■ **Exercise materials**
>>>

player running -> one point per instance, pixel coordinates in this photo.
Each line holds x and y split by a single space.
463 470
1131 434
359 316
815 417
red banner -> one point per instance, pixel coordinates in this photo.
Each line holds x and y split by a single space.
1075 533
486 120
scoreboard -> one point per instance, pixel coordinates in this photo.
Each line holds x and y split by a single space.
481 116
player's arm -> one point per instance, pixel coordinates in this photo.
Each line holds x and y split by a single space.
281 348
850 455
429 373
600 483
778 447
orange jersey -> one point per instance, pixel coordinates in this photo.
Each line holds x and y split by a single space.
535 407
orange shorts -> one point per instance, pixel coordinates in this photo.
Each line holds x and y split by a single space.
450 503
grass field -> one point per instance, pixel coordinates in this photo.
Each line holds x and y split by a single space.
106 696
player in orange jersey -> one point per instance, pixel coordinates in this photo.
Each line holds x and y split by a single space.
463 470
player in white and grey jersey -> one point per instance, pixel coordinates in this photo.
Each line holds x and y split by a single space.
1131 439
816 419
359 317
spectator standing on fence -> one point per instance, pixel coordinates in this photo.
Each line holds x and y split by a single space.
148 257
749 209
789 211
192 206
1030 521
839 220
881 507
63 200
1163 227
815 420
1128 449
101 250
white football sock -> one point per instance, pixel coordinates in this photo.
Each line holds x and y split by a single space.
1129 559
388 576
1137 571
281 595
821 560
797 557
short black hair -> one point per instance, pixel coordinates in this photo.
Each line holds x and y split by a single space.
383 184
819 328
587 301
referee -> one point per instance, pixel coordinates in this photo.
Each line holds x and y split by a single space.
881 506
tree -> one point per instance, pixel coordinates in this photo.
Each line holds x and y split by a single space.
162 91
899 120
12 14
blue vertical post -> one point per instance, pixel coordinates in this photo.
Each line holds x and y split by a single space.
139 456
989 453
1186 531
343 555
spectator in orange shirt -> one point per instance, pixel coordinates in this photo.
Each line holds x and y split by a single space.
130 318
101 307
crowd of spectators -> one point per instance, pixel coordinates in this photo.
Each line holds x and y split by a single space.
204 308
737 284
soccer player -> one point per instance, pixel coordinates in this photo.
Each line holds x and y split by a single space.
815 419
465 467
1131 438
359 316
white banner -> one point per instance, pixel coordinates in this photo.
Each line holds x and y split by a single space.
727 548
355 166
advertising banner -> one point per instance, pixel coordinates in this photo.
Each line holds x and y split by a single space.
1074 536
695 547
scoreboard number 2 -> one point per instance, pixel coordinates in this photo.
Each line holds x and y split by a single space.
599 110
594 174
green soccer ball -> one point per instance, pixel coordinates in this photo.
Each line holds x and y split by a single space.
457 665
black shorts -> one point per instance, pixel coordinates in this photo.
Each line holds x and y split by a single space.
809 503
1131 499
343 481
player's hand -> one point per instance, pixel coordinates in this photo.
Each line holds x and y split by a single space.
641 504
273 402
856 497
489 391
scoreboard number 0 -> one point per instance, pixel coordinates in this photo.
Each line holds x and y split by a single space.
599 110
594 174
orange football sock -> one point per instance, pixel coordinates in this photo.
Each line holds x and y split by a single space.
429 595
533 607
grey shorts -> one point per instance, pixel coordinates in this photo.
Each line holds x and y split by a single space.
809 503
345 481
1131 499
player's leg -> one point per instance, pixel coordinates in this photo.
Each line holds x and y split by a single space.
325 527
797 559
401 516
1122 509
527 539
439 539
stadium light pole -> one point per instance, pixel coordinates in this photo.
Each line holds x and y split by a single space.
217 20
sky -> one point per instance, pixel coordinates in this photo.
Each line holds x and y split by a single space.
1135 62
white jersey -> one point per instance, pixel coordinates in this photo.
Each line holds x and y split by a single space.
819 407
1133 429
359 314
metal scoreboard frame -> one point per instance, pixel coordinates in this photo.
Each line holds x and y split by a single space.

<<<

■ **What this task involves**
Write out only the final block of lines, starting at the line with "black shorts ->" and running to the end of the material.

■ **Response below**
black shorts -> one point per instance, pixel coordinates in this photo.
Each line holds x and y split by a single space.
809 503
1131 499
343 481
player's hand -> one point per instance, pixel coordinates in this photo.
Each line holds x and y split by a single space.
641 504
273 402
856 497
489 391
scoreboard number 0 -> one point per instance, pixel coordinates in this photo.
Each line holds x and y split by a single space.
599 110
594 174
orange football sock -> one point per instance, pixel coordinates in this photo.
Each line holds x and y split by a single space.
429 595
533 607
grey shorts -> one point per instance, pixel coordinates in this photo.
Each line holds x and y split by a single space.
809 503
345 481
1131 499
player's leg -> one point per instance, pixel coordinates in this photo.
Each line holds x and y split by a single space.
325 527
797 559
401 516
1122 509
527 539
439 539
stadium light pole -> one point per instance, pixel coordinates in this photo.
Each line holds x and y split by a single space.
217 20
sky -> one point per instance, pixel coordinates in this photo.
Each line holds x and y split by a single space.
1135 62
white jersey -> one point per instance, pixel coordinates in this photo.
Each line holds x and y split by a single space.
819 407
1133 429
359 314
metal scoreboard frame -> one point per instance, pixel coordinates in this photo.
Each line holds x and y split by a single space.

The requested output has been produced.